**Brano scelto:**
━━━━━━━━━━

No di certo, visto che nessuno in una posizione così importante si metterebbe ad annunciare in pubblico – e su un cellulare oltretutto – quello che dovrebbe tenere rigorosamente per sè.

E nemmeno un giornalista serio, che avesse avuto quella dritta attraverso qualche canale privilegiato, sarebbe così stupido da rivelarlo pubblicamente, invece di sfruttarlo a proprio vantaggio professionale.

Quella era sicuramente una mezzacalza qualunque, che non ha resistito alla tentazione di vantarsi con l’amica per quello che evidentemente credeva essere lo scoop del secolo. E’ invece risultato che all’ora indicata non solo Sky News, ma il mondo intero riportasse la stessa identica notizia.

Se quindi lo sapeva in anticipo una “giornalista qualunque”, vuole dire che nell’ambiente lo sapevano più o meno tutti. C’era stato cioè, a monte, il classico “leaking” da parte di chi voleva accertarsi che la notizia uscisse con il dovuto peso, e non finisse invece relegata in qualche pagina interna, coperta magari da un fatto più importante.

In altre parole: conoscendo la natura competitiva del giornalismo, il modo migliore per far uscire una notizia in grande stile è quello di comunicarla “segretamente” ad una o più testate, facendo ovviamente credere a ciascuna di essere l’unica a saperlo (da cui l’eccitamento incontenibile della signora al cellulare). A quel punto saranno loro stessi a voler uscire con la notizia per primi, marcando addirittura l’ora esatta in cui comunicheranno al mondo il fatto appena avvenuto.

Se fai questo con una dozzina di testate importanti, ti sei garantito le prime pagine di tutto il mondo, perchè a quel punto le altre seguiranno a ruota, ansiose di non fare la figura degli sprovveduti.

I media quindi condizionano prima di tutto i media stessi: soprattutto ora che c’è Internet, le varie redazioni nel mondo passano la maggior parte del tempo a riaggiornare le prime pagine delle testate concorrenti, per vedere chi si muove per primo su una certa notizia, e come lo fa. A quel punto, basta che una notizia raggiunge la soglia critica, come presenza sulle testate importanti, che le altre si adegueranno tutte automaticanente, senza una sola eccezione.

(Lo abbiamo visto anche da noi, con l’undici settembre: prima era il silenzio più impenetrabile, poi uno di loro ha osato parlarne, e di colpo tutti gli altri si sono buttati a capofitto).

Veniamo ora al secondo esempio: la famosa notizia del crollo del WTC-7, data con oltre mezz’ora di anticipo dalla BBC di Londra.

━━━━━━━━━━

Estratti da un dataset
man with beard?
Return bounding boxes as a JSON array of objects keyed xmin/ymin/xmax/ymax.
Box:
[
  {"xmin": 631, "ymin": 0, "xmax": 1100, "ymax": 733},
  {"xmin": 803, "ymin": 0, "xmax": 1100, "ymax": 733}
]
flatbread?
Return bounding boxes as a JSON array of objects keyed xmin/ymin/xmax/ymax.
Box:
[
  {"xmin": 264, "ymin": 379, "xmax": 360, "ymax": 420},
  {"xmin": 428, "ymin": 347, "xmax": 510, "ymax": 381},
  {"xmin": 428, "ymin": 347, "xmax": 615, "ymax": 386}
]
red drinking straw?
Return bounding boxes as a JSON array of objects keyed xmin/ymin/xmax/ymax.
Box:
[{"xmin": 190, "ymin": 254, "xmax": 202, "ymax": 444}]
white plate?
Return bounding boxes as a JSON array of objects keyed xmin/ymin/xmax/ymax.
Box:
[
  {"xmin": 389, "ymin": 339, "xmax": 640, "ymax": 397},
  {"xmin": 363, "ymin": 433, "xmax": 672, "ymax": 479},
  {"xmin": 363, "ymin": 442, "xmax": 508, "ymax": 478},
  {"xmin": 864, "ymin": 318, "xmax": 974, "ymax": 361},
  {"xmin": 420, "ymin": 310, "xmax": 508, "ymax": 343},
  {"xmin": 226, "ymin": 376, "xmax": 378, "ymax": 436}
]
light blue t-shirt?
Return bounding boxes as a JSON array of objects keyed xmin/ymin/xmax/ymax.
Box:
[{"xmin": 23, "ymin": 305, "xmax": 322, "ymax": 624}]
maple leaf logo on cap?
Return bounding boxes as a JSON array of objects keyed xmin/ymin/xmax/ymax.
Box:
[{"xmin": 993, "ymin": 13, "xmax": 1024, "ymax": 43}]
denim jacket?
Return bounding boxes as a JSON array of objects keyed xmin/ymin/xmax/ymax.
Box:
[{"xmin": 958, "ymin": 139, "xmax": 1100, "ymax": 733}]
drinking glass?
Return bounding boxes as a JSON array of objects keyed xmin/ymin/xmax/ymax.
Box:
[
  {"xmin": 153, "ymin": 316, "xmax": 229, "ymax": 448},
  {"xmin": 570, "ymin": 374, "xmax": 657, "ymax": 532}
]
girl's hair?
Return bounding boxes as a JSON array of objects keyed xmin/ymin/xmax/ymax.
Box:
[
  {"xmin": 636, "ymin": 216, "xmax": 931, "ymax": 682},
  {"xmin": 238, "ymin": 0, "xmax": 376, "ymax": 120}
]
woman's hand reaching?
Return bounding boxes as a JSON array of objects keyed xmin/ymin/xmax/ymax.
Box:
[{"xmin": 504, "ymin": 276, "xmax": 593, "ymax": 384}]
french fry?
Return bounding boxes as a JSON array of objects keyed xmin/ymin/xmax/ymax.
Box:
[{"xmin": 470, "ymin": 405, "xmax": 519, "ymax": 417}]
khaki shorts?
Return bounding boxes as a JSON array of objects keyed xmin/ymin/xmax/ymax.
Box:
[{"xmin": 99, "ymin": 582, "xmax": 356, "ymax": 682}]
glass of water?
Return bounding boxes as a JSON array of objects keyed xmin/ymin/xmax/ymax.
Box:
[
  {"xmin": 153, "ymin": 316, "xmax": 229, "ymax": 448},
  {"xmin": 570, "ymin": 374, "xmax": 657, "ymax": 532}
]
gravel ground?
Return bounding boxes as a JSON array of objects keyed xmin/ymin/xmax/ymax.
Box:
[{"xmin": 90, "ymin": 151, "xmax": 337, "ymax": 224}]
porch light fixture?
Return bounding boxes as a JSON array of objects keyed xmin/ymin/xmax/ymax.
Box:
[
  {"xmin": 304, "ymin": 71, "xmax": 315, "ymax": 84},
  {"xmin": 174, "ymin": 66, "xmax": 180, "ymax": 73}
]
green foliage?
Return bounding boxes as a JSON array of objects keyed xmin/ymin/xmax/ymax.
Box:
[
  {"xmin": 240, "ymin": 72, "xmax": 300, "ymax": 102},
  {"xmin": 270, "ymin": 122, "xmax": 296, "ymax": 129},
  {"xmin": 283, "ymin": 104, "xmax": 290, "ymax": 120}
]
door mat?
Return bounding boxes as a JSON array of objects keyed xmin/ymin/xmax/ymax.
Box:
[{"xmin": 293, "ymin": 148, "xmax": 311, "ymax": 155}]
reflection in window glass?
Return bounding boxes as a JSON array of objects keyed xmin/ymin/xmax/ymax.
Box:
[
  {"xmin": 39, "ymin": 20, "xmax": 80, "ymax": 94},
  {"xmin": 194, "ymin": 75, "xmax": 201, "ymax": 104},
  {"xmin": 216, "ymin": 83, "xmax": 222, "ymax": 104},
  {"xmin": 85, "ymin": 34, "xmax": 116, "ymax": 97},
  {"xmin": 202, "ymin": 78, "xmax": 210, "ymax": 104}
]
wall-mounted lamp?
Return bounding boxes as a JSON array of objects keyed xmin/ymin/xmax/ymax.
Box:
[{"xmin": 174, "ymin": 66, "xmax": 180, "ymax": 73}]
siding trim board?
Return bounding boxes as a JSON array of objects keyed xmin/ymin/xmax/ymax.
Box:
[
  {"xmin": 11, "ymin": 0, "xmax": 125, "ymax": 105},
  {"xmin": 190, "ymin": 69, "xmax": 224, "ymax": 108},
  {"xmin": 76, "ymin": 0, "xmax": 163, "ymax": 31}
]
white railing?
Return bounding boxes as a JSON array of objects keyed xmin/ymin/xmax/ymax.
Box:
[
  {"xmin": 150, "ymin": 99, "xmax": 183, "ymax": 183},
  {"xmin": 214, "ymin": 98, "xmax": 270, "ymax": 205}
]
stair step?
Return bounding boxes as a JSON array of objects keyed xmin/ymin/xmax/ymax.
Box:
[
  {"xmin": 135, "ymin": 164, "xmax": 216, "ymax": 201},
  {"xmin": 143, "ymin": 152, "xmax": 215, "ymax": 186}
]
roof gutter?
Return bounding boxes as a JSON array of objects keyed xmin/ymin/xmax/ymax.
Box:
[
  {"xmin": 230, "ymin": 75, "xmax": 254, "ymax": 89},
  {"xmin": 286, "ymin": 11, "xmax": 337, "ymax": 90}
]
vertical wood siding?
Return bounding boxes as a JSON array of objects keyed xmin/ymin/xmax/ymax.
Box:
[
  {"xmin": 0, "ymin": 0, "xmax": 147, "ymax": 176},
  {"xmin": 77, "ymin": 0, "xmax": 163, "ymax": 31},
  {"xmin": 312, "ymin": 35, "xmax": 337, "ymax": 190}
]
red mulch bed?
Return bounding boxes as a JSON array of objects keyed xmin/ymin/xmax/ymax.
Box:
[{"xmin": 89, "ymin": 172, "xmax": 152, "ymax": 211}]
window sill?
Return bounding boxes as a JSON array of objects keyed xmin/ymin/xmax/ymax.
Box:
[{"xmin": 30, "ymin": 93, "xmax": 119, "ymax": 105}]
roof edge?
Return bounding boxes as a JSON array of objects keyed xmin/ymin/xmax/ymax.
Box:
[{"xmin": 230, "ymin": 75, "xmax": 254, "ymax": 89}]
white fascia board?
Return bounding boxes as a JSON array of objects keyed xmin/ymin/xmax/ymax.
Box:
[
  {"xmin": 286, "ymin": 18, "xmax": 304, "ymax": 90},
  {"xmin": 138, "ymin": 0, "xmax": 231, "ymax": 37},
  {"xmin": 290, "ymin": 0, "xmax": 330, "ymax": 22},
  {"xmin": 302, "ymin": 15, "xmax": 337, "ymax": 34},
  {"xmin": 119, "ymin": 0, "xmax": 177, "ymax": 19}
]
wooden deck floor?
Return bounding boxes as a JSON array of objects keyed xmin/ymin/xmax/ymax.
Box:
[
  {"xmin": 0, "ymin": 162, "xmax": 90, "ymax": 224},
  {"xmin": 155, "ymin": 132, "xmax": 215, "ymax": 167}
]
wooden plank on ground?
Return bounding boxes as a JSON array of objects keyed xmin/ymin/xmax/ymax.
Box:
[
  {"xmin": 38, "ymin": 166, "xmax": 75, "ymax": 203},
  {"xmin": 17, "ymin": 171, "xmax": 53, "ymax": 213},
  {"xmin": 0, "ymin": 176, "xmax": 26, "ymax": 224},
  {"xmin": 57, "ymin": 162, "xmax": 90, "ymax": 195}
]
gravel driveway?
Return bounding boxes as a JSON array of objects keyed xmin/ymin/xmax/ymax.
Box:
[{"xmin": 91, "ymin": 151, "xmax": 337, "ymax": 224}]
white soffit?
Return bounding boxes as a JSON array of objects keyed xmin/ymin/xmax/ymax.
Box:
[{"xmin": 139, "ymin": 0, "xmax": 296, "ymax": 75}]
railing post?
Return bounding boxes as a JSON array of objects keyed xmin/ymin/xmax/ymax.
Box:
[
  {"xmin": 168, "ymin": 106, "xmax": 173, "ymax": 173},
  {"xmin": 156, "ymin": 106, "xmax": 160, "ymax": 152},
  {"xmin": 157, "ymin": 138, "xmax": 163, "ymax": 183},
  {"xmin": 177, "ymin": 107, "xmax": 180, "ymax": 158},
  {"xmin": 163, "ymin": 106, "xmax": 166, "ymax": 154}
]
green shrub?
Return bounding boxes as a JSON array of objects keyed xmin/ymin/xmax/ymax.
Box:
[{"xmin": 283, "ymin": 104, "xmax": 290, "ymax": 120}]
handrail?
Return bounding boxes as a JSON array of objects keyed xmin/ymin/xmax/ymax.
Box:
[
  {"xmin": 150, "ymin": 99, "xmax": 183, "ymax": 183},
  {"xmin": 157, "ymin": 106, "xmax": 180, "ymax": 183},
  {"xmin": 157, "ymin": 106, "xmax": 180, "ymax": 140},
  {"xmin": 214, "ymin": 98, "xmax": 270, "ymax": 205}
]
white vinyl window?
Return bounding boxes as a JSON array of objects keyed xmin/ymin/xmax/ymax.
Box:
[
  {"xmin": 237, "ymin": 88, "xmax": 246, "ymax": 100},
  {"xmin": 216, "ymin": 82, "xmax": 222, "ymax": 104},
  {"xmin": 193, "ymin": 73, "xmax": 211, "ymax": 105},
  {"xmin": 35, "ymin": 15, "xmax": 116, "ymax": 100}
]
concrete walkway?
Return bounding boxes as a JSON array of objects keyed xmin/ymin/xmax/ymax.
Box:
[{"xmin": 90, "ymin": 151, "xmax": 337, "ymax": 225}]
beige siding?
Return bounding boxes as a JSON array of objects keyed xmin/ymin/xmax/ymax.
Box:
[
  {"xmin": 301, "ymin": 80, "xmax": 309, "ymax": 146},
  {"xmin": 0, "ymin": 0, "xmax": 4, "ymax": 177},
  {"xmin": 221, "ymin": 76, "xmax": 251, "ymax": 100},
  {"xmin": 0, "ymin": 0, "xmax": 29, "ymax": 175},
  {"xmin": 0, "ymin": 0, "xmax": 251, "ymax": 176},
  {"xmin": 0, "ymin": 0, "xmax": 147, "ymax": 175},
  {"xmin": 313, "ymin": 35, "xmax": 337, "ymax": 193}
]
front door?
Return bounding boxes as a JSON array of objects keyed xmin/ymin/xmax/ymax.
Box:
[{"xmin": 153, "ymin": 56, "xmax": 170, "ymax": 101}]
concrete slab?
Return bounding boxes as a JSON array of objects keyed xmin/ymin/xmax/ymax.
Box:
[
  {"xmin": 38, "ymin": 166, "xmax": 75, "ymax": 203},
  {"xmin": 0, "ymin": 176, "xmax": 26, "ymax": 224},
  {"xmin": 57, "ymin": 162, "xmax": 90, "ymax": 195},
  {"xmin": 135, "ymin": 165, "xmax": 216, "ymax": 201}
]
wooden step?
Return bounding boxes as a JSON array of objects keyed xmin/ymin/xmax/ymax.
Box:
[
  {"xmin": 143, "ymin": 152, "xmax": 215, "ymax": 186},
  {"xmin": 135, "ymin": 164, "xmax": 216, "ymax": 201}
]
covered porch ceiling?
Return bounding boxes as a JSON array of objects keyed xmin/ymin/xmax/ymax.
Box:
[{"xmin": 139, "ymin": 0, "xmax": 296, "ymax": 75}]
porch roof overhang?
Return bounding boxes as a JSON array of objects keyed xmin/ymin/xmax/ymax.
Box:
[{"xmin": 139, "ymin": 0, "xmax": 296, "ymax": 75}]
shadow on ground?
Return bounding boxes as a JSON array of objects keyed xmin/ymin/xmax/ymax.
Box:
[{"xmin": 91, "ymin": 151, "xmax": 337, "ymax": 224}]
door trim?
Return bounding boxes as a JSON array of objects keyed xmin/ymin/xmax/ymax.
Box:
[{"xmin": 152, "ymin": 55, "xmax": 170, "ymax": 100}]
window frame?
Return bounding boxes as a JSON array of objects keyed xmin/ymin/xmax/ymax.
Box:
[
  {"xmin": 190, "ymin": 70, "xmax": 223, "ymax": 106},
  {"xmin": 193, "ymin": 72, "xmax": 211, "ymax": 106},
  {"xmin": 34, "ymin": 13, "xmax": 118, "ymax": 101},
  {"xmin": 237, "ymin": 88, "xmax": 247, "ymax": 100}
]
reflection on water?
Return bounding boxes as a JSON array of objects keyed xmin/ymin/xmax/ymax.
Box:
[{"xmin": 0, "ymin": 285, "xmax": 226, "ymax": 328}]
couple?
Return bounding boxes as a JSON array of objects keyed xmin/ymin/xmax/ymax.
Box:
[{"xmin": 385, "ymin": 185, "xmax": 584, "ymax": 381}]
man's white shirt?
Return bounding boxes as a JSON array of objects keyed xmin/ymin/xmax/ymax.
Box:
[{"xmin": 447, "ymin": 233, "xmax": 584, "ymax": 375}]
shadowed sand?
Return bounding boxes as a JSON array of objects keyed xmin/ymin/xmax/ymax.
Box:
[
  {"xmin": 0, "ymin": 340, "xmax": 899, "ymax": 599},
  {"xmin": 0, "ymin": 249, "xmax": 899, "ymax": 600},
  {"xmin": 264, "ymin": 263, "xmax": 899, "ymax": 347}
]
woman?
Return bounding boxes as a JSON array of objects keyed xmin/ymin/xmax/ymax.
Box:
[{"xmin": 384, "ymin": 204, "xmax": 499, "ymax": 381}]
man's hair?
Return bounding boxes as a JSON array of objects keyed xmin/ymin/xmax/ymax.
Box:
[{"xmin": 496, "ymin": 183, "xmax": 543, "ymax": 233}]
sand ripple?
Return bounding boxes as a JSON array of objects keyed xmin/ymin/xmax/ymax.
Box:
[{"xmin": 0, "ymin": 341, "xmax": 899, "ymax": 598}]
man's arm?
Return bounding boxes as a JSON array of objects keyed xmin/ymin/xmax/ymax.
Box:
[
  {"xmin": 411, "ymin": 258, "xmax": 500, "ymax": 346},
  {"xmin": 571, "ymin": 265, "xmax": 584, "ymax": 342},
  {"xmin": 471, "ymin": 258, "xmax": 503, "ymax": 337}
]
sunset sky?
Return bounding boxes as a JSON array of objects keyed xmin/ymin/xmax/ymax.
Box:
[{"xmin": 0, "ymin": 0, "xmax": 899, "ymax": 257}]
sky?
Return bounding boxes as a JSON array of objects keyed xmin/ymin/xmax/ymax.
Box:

━━━━━━━━━━

**Compiti da svolgere:**
a - Nel brano su come i media diffondono le notizie, quale emittente ha dato la notizia del crollo del WTC-7 con oltre mezz'ora di anticipo?
b - Porta avanti il brano su come i media diffondono le notizie, partendo dopo la sua ultima frase.

**Risposte per numero:**
a - La BBC di Londra.

b -
Quando si scoprì che la BBC aveva dato la notizia verso le 16.50 (l’edificio è poi crollato alle 17.25), si è subito formato in rete un fronte di complottisti “all’ultimo stadio”, che sostenevano che i media “sanno già tutto in anticipo”, e che questo episodio lo dimostrasse in maniera inequivocabile.

Naturalmente, nessuno si è domandato perchè mai il “Grande Vecchio” avrebbe avuto interesse, in quel caso, a far sapere in anticipo alle TV del crollo, quando tutte le telecamere del mondo erano già puntate sul World Trade Center, e nessuna avrebbe comunque mancato di registrarlo in diretta mondiale.

Ma c’è soprattutto una spiegazione molto più semplice, per un episodio che è solo apparentemente “misterioso e sinistro” come questo. Poichè in strada già sapevano da alcune ore che il WTC sarebbe stato demolito (ci sono diverse testimonianze in questo senso, chiare e inequivocabili), la notizia in qualche modo deve aver raggiunto la redazione della CNN, che intorno alle 16.30 ha comunicato al mondo che “un altro edificio è crollato, o sta per crollare”.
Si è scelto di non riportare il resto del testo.